GOAL OF THE EXERCISE |
Rewrite all of the lines below, switching "positive clicks" to "foreground clicks" and keeping everything else the same.
SOURCE MATERIAL START
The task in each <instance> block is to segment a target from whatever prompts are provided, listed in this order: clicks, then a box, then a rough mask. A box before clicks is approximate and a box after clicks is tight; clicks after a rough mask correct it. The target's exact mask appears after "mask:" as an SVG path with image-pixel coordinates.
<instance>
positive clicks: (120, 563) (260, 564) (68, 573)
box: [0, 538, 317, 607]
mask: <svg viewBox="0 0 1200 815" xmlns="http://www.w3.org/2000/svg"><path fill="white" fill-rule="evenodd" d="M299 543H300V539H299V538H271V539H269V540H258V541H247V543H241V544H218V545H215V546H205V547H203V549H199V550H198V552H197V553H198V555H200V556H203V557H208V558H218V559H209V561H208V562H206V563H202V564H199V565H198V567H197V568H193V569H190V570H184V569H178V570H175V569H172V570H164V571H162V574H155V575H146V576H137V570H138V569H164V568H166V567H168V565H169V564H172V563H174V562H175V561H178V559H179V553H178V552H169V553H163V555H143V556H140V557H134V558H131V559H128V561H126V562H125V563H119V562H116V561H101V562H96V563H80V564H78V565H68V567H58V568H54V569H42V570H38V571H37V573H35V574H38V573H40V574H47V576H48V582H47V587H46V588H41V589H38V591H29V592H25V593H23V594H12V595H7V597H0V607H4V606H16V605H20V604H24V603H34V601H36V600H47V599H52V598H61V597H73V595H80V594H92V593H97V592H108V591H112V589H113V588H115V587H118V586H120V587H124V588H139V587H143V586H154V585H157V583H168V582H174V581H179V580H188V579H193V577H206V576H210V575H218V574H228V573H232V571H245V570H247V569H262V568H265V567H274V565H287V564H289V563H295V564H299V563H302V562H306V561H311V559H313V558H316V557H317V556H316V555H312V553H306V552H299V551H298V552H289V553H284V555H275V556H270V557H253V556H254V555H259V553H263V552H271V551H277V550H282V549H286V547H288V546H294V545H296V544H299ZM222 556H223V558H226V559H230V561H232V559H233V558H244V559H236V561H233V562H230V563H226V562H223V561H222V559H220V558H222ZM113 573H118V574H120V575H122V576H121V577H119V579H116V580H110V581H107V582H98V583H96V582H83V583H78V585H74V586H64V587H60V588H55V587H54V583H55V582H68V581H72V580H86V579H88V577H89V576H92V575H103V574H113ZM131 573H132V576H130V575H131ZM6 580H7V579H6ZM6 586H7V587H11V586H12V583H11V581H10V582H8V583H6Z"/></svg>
SOURCE MATERIAL END
ANSWER SPACE |
The task in each <instance> block is to segment a target from whatever prompts are provided, listed in this order: clicks, then a box, then a rough mask. A box before clicks is approximate and a box after clicks is tight; clicks after a rough mask correct it. The target's exact mask appears after "mask:" as an SVG path with image-pixel coordinates.
<instance>
foreground clicks: (120, 563) (260, 564) (68, 573)
box: [0, 538, 317, 607]
mask: <svg viewBox="0 0 1200 815" xmlns="http://www.w3.org/2000/svg"><path fill="white" fill-rule="evenodd" d="M299 543H300V539H299V538H271V539H269V540H258V541H247V543H241V544H218V545H215V546H205V547H203V549H199V550H198V552H197V553H198V555H200V556H203V557H208V558H218V559H209V561H208V562H206V563H202V564H199V565H198V567H197V568H193V569H190V570H184V569H178V570H175V569H172V570H164V571H162V574H155V575H146V576H137V570H138V569H164V568H166V567H168V565H169V564H172V563H174V562H175V561H178V559H179V553H178V552H169V553H163V555H143V556H140V557H134V558H131V559H128V561H126V562H125V563H119V562H116V561H101V562H96V563H80V564H78V565H68V567H58V568H54V569H42V570H38V571H37V573H35V574H38V573H40V574H47V576H48V582H47V587H46V588H41V589H38V591H29V592H25V593H23V594H12V595H7V597H0V607H4V606H16V605H20V604H24V603H34V601H36V600H47V599H52V598H61V597H73V595H80V594H92V593H97V592H108V591H112V589H113V588H115V587H118V586H120V587H124V588H139V587H143V586H154V585H157V583H168V582H174V581H179V580H188V579H193V577H206V576H210V575H218V574H228V573H232V571H245V570H247V569H262V568H265V567H274V565H287V564H289V563H295V564H299V563H302V562H306V561H311V559H313V558H316V557H317V556H316V555H312V553H306V552H299V551H298V552H289V553H284V555H275V556H270V557H253V556H254V555H259V553H263V552H271V551H277V550H282V549H286V547H288V546H294V545H296V544H299ZM222 556H223V558H226V559H230V561H232V559H233V558H244V559H236V561H233V562H230V563H226V562H223V561H222V559H220V558H222ZM113 573H118V574H120V575H122V576H121V577H119V579H116V580H110V581H107V582H98V583H96V582H83V583H78V585H74V586H64V587H60V588H55V587H54V583H55V582H68V581H72V580H86V579H88V577H89V576H92V575H103V574H113ZM131 573H132V576H130V575H131ZM6 580H7V579H6ZM6 586H7V587H11V586H12V583H11V581H10V582H8V583H6Z"/></svg>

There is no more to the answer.